§ **SUPPLIED PASSAGE**:
# appropriate lubricant for fork and rear shock?



## FreakFlag (Aug 2, 2011)

What is the appropriate lubricant for Fox forks and rear shock? I did a search on this forum and google but couldn't find definitive answers.

The guy at my LBS says clean/floss the pistons with a rag, then just use a few drops of teflon lube on the piston and pump the fork/shock.

Is teflon lube ok? I read about shock oil, but also read that shock oil is a scam. Thanks.


----------



## osmarandsara (Jun 26, 2006)

The shock's internals have oil that constantly lubricate all the moving parts as you ride and compress it. If your seals are worn it is possible to lose oil then in that case you would have to have it serviced. 

Lubricating the shock with anything other than what is recommended by the manufacturer is probably not a good idea....if the seals are worn its possible you could contaminate what is already in there...

Instead of lubricating the seals externally, just place the bike upside down for a few minutes...the oil will flow down towards the seals and should be enough to lubricate anything that might be dry.


----------



## jeffgre_6163 (Jan 23, 2010)

I would suggest you read this thread.
It presents both sides of the suspension servicing debate.

If you cant be bothered the main points are this:
- Forks and suspension cannot be lubricated any where near adequately externally
- Service intervals for Fox suspension are around 50 hours
- READ the service manuals
- Neglect service intervals at your own financial risk - forks can and do fail permanantley due to poor/incorrect servicing

http://forums.mtbr.com/beginners-corner/care-feeding-forks-739538.html


----------



## bad mechanic (Jun 21, 2006)

jeffgre_6163 said:


> I would suggest you read this thread.
> It presents both sides of the suspension servicing debate.
> 
> If you cant be bothered the main points are this:
> ...


+1 :thumbsup:


----------



## theMeat (Jan 5, 2010)

bad mechanic said:


> +1 :thumbsup:


+2

Think it's a good idea to let mud dry, then wipe off before your next ride with an auto detailing brush or paint brush instead of mushing the mud around with a rag while wet.
Most seals don't do well with petroleum based lubes. Take an unused rubber o-ring and spray some spirits on it and see how much it grows.
Don't use a lube that's too tacky, like some chain lubes, or thick, like grease, so it doesn't attract dirt and dust.


----------



## Hutch3637 (Jul 1, 2011)

FreakFlag said:


> What is the appropriate lubricant for Fox forks and rear shock? QUOTE]
> 
> Finish Line Stanchion Lube, judy butter, or buzzy's slick honey. Most lbs's carry them.


----------



## DiRt DeViL (Dec 24, 2003)

For external lubrication you can use chain lube, have been doing it for years.


----------



## bad mechanic (Jun 21, 2006)

DiRt DeViL said:


> For external lubrication you can use chain lube, have been doing it for years.

§ **AIM OF THE TASK**:
Translate this sentence from the forum thread about fork and shock lubrication into Spanish: "Most seals don't do well with petroleum based lubes."

§ **MATERIAL**:

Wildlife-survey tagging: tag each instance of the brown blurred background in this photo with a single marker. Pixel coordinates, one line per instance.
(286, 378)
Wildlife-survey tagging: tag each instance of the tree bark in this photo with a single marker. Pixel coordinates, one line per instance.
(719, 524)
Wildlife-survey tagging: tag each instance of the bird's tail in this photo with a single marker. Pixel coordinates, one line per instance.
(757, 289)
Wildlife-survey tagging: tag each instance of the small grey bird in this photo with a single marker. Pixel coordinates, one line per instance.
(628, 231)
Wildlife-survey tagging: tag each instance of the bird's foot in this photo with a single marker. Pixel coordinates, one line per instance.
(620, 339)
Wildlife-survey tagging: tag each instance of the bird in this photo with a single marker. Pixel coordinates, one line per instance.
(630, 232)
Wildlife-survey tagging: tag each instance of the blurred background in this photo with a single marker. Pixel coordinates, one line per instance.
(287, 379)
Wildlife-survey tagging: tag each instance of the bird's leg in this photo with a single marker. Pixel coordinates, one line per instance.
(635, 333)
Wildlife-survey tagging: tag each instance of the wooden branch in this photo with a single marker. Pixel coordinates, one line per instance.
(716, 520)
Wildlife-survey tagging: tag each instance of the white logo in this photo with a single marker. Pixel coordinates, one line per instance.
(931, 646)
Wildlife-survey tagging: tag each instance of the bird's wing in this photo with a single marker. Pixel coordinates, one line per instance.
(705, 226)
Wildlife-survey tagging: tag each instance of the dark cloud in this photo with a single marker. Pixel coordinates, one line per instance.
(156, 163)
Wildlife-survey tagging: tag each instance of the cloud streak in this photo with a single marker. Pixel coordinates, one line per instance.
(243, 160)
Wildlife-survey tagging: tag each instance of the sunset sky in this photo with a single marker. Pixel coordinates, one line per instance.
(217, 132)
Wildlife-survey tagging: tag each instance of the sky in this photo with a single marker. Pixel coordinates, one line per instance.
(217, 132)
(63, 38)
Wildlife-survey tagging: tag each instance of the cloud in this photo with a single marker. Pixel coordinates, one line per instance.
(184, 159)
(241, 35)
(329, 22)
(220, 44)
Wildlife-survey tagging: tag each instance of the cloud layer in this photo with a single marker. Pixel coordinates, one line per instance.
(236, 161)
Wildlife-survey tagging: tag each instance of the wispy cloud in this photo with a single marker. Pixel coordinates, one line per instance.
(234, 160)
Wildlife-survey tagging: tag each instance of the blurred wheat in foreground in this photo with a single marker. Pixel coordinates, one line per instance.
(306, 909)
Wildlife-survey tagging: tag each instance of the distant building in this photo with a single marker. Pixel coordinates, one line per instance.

§ **SOLUTION TO THIS PROBLEM**:
La mayoría de los sellos no se llevan bien con los lubricantes a base de petróleo.